Exercise objective ▸
Display each line of the records below that contains the word "necktie".

[Dataset rows on where objects appear]
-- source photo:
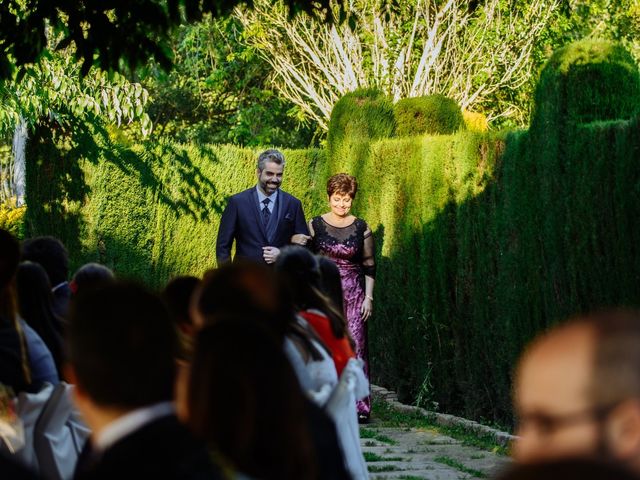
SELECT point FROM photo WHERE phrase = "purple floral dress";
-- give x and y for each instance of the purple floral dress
(352, 249)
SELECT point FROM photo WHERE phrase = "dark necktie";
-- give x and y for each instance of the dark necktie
(266, 214)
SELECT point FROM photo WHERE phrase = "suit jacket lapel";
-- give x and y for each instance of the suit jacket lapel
(258, 213)
(283, 198)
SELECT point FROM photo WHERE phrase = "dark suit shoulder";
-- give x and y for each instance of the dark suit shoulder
(289, 197)
(243, 194)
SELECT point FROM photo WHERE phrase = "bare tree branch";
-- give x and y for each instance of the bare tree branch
(470, 57)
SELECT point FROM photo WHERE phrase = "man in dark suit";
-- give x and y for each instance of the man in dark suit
(263, 218)
(121, 353)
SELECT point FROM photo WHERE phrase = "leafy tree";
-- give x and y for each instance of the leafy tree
(481, 53)
(219, 91)
(110, 34)
(55, 93)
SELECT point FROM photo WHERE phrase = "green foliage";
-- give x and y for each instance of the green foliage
(97, 29)
(219, 92)
(149, 211)
(433, 115)
(587, 81)
(11, 218)
(482, 240)
(55, 89)
(357, 118)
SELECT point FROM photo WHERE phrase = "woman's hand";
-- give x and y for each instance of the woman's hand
(366, 309)
(300, 239)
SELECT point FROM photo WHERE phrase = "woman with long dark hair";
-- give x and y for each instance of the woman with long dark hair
(14, 363)
(245, 402)
(302, 271)
(35, 305)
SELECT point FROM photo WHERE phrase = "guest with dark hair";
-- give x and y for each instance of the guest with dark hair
(35, 304)
(121, 353)
(14, 363)
(259, 427)
(302, 271)
(568, 469)
(177, 297)
(90, 275)
(254, 291)
(52, 255)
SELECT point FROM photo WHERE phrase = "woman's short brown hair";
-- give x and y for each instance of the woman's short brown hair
(342, 183)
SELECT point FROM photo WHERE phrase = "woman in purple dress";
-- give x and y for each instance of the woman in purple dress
(348, 241)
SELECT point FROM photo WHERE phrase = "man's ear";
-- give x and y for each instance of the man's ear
(623, 431)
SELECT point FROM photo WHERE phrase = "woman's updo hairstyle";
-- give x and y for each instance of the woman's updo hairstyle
(343, 184)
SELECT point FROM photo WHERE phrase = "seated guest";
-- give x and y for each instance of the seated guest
(35, 304)
(254, 291)
(41, 363)
(258, 427)
(121, 354)
(248, 290)
(177, 297)
(52, 255)
(14, 362)
(577, 392)
(568, 469)
(302, 270)
(90, 275)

Task solution ▸
SELECT point FROM photo WHERE phrase = "dark necktie";
-- give x and y for each instance of the dark necktie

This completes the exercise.